EXTRACTED INFORMATION:
-----

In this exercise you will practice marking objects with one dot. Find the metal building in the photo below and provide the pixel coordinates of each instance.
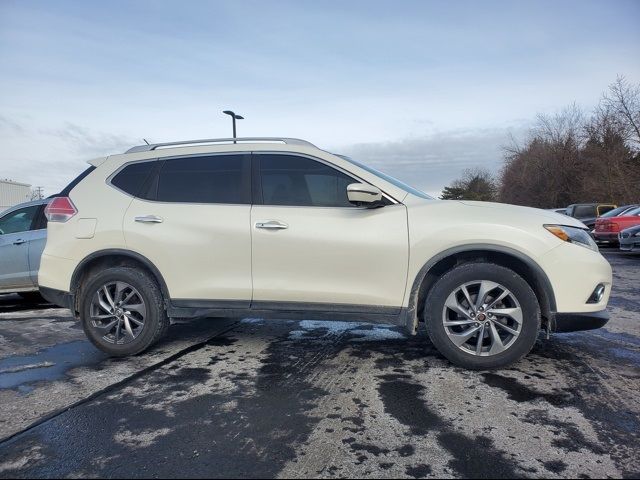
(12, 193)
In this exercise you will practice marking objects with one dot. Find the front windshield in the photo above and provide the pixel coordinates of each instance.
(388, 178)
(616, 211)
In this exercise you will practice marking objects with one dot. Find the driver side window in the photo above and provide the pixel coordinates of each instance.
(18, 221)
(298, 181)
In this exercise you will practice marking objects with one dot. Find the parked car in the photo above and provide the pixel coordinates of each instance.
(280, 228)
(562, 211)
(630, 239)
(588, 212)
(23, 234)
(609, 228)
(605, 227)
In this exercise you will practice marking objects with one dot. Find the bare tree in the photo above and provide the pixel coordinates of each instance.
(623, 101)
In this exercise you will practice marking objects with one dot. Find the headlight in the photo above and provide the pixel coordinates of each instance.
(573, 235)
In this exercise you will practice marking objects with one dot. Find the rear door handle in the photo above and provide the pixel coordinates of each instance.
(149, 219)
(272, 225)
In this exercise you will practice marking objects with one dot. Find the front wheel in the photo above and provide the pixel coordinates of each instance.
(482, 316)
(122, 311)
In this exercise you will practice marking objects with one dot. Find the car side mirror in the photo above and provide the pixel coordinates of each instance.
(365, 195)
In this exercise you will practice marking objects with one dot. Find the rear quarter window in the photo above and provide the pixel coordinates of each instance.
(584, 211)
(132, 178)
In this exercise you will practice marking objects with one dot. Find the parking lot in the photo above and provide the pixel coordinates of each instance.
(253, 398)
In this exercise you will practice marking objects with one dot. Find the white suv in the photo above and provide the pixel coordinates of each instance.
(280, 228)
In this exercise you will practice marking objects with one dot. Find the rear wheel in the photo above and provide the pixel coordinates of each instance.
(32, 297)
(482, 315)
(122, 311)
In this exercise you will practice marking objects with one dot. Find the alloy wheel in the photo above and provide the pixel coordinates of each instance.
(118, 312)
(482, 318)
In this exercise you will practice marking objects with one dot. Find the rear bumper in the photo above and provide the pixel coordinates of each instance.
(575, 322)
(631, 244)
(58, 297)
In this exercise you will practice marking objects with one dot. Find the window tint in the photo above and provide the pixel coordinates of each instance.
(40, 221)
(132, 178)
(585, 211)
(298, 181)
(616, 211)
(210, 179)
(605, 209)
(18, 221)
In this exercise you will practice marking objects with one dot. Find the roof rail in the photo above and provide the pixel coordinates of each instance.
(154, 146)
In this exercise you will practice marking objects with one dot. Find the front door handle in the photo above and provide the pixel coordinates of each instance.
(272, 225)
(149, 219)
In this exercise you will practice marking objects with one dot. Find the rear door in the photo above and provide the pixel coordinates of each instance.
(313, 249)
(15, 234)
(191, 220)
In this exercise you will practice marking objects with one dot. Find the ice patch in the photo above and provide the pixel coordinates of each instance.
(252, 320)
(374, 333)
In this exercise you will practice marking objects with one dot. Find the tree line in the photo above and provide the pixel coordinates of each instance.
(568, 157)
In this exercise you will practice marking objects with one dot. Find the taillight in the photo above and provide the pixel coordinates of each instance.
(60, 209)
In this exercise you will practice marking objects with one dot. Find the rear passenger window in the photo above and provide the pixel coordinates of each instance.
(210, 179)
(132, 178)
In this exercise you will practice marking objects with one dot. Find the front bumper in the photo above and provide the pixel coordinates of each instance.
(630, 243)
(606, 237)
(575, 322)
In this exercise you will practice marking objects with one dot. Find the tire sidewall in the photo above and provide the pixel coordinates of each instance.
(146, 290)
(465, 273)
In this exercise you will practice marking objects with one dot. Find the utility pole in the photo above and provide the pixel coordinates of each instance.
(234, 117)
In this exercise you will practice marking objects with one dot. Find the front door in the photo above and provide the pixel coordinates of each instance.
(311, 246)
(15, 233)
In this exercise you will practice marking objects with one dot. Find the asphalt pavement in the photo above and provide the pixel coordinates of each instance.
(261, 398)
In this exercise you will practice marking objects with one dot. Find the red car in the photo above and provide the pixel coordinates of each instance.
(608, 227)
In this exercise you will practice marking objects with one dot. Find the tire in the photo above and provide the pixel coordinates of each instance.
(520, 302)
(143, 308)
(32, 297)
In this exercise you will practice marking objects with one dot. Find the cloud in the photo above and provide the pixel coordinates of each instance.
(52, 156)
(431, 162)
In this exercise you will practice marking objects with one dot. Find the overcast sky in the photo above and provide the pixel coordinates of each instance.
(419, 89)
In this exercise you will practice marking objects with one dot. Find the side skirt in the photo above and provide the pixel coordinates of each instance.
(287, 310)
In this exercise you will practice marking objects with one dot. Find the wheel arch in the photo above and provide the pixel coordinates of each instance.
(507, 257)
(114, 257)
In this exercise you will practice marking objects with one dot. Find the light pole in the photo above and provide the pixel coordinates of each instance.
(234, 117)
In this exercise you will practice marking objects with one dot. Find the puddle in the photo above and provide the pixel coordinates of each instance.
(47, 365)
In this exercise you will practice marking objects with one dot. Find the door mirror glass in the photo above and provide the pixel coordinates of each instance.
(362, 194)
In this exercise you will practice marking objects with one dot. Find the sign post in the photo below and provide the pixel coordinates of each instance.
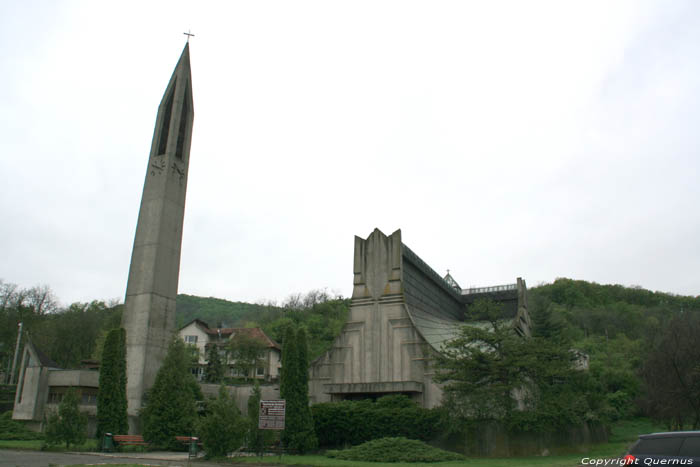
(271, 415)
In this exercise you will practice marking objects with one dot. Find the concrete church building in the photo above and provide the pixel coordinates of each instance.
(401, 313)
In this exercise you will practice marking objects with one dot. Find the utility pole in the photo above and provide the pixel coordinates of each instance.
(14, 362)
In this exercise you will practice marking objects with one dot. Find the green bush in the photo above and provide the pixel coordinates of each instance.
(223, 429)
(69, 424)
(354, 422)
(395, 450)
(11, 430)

-----

Recast the rows above as a JSON list of strings, one string per line and blank lines omitted, beginning at the line that contains "Find the concrete" and continuing through the last line of the rows.

THE REPLY:
[
  "In this exercise you will practice marking objects with one dot. Find the concrete church building in the photo above and provide the pixel coordinates of each instance.",
  "(401, 313)",
  "In this exercise you will practice marking objects with one dot. Find the utility pole in the photo above and provide the pixel coordinates of each instance.",
  "(14, 362)",
  "In this exercise you will practice marking objects with one dot. Find the green bush in the photo above and provide the pixel coordinates of each instance.",
  "(223, 429)",
  "(69, 424)",
  "(354, 422)",
  "(395, 450)",
  "(11, 430)"
]